§ YOUR TASKS
• 1. Do the following statements agree with the preprocessing pipeline text? (a) The pipeline adds the pipeline's name as a prefix to each feature name. (b) The prefixes are stripped with the split function. (c) The numerical features are standardized so that they share the same scale. Answer yes or no for each and quote the deciding words.
• 2. Can you carry on the preprocessing pipeline text from its final sentence?

§ PROVIDED PASSAGE

##########

The pipeline reorders the features in the order provided in the ColumnTransformer for the num_pipeline and cat_pipeline

to get the list of the features in the new order, we can use the get_feature_names_out() method on the full_pipeline

full_pipeline.get_feature_names_out()
Output:
    array(['num__age', 'num__sibsp', 'num__parch', 'num__fare', 'cat__pclass',
'cat__sex', 'cat__embarked'], dtype=object)

Note how the pipeline prefixes the feature names with the name of the pipeline

To get a list of the original features names in the new order, I will use a technique called List Comprehension to construct a new list based on looping over the new names and removing the prefix with the replace function.

column_names = [ 
feature.replace('num__', '').replace('cat__', '')
for feature in full_pipeline.get_feature_names_out()
]
column_names
Output:
    ['age', 'sibsp', 'parch', 'fare', 'pclass', 'sex', 'embarked']

Let's run the transformation and conversion cell again, and see the result.

Here we'll update the columns property provided to the DataFrame constructor to use the new list of feature names.

# Apply the Transformation
transformed_train_set = full_pipeline.fit_transform(titanic_X)

# Transform the numpy n-dimensional array into a pandas dataframe
transformed_train_set = pd.DataFrame(transformed_train_set, columns=column_names, index=titanic_X.index)
transformed_train_set.head()
age sibsp parch fare pclass sex embarked
801 28.0 0.0 0.0 7.75 3 male Q
361 22.0 1.0 1.0 29.0 2 female S
440 48.0 1.0 2.0 65.0 2 female S
523 22.0 0.0 0.0 10.5 2 male S
1158 41.0 0.0 2.0 20.2125 3 female S

to prove that no missing values exist anymore:

transformed_train_set.isnull().sum()
Output:
    age         0
sibsp 0
parch 0
fare 0
pclass 0
sex 0
embarked 0
dtype: int64

3. Standardization and Normalization

The Why...

We need to standardize the numerical features, because we want to make sure that the features are on the same scale. If we don't do this, the features with a higher scale will have a higher weight in the model.

##########

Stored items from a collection
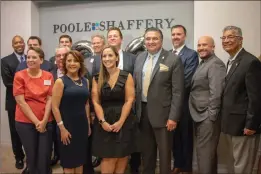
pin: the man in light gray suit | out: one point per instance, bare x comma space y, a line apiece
159, 82
204, 104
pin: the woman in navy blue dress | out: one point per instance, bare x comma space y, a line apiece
70, 104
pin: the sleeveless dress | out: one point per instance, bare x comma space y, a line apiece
111, 144
72, 108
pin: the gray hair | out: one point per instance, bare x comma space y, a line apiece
99, 36
234, 28
67, 48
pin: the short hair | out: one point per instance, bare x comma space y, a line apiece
154, 29
35, 38
67, 48
99, 36
234, 28
117, 29
65, 36
79, 58
179, 26
38, 50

##########

§ RESULTS BY TASK
• 1.
(a) Yes: "Note how the pipeline prefixes the feature names with the name of the pipeline"
(b) No: "removing the prefix with the replace function"
(c) Yes: "we want to make sure that the features are on the same scale"

• 2.
Not all models require this step, decision trees for example, don't require this step. But we're going to use other models as well, so we'll do this for good measure.

The How...

We can use the StandardScaler to standardize the numerical features. 📜 Learn more about this here

This is only applied to numerical features. It can be applied to categorical features as well, but it's not recommended, categorical features don't necessarily follow a normal distribution.

We will need to modify the pipeline to add this step to numerical pipeline.

num_features = ['age', 'sibsp', 'parch', 'fare']
cat_features = ['pclass', 'sex', 'embarked']

num_pipeline = Pipeline([
('imputer', SimpleImputer(strategy='median')),
('scale', StandardScaler())
])

cat_pipeline = Pipeline([
('imputer', SimpleImputer(strategy='most_frequent')),
])

# modified the previous `full_pipeline` to include the `num_pipeline` and `cat_pipeline`
full_pipeline = ColumnTransformer([
('drop_columns', 'drop', drop_columns),
('num', num_pipeline, num_features),
('cat', cat_pipeline, cat_features)
])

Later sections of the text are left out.